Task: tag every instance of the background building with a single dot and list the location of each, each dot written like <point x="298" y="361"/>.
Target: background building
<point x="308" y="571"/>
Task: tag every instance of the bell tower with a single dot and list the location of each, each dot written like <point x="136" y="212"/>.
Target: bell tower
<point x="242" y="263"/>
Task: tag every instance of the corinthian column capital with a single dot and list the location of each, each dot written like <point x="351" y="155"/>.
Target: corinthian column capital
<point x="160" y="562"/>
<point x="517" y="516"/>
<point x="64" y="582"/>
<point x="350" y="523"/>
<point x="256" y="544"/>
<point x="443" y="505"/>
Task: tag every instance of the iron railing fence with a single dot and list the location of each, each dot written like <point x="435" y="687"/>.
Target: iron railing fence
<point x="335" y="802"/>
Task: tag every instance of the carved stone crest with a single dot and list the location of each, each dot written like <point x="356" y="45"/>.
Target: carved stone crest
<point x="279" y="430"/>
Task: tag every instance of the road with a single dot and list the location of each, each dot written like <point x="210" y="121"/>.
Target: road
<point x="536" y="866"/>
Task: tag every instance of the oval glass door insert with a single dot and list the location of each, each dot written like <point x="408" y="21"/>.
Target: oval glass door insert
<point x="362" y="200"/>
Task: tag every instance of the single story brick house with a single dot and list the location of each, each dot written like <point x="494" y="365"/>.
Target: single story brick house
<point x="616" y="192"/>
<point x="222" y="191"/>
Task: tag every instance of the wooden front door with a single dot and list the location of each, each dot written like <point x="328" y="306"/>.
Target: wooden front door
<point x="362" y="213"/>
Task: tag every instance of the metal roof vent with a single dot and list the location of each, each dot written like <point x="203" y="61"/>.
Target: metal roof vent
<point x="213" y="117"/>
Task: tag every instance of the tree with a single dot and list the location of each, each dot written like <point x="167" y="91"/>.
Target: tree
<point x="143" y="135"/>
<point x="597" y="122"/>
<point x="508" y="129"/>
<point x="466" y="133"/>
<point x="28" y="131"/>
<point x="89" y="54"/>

○ ○ ○ ○ ○ ○ ○

**What you have to do:**
The records above should be copied out again in full, exactly as they appear.

**Task answer:**
Task: tag every instance of the background building with a single dot and list the location of each, each dot written like <point x="298" y="361"/>.
Target: background building
<point x="308" y="571"/>
Task: tag every instance of the bell tower with a single dot and list the location of each, each dot written like <point x="136" y="212"/>.
Target: bell tower
<point x="242" y="263"/>
Task: tag every instance of the corinthian column capital with a single dot and list the location of each, each dot written like <point x="351" y="155"/>.
Target: corinthian column capital
<point x="160" y="562"/>
<point x="517" y="516"/>
<point x="64" y="582"/>
<point x="350" y="523"/>
<point x="256" y="544"/>
<point x="443" y="505"/>
Task: tag every instance of the iron railing fence with a single dot and list the location of each, each dot written like <point x="435" y="687"/>.
Target: iron railing fence
<point x="335" y="802"/>
Task: tag every instance of the carved stone crest with a single dot and list the location of each, each dot written like <point x="356" y="45"/>.
Target: carved stone crest
<point x="279" y="430"/>
Task: tag every instance of the road with a single dot and list the location of each, each dot written like <point x="210" y="121"/>.
Target: road
<point x="536" y="866"/>
Task: tag every instance of the oval glass door insert with a single dot and list the location of each, each dot written like <point x="408" y="21"/>.
Target: oval glass door insert
<point x="362" y="200"/>
Task: tag every instance of the single story brick house with a single dot and list the location of each, each dot written like <point x="494" y="365"/>.
Target: single story brick house
<point x="616" y="192"/>
<point x="222" y="191"/>
Task: tag every instance of the wooden front door with a single dot and list the location of each, each dot written like <point x="328" y="306"/>.
Target: wooden front door
<point x="362" y="213"/>
Task: tag every instance of the metal roof vent with a single dot and list the location of each, each dot written like <point x="203" y="61"/>.
Target: metal roof vent
<point x="213" y="117"/>
Task: tag every instance of the tree with a single dot and list the location of each, each dot written like <point x="167" y="91"/>.
Target: tree
<point x="143" y="135"/>
<point x="597" y="122"/>
<point x="508" y="129"/>
<point x="466" y="133"/>
<point x="28" y="131"/>
<point x="89" y="54"/>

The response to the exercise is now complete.